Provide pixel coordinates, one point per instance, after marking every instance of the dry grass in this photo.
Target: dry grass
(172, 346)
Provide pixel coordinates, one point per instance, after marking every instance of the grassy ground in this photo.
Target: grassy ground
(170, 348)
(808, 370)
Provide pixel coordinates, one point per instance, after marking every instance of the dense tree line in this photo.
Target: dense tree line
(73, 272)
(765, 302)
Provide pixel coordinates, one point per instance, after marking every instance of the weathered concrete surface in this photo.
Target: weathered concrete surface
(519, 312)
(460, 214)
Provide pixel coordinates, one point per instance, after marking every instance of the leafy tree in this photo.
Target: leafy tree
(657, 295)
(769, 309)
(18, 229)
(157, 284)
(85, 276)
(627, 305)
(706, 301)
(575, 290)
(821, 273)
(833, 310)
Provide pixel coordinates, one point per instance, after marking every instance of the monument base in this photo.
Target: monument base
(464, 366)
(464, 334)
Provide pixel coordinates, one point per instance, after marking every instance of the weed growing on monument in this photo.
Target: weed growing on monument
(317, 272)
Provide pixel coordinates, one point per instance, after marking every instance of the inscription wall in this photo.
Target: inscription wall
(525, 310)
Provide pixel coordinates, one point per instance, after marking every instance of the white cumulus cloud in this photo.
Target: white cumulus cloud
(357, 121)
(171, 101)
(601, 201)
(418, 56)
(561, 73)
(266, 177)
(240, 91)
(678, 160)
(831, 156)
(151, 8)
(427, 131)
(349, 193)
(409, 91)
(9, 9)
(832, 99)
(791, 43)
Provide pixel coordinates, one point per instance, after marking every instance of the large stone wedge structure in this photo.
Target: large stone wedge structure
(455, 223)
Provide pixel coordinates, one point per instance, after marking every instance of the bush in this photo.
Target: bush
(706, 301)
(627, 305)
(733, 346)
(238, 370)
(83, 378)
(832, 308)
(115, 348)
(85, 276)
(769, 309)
::::::::::
- Required work: Counting only lines that contain the word "photo", give the number found in the data, and nothing else.

- Answer section: 11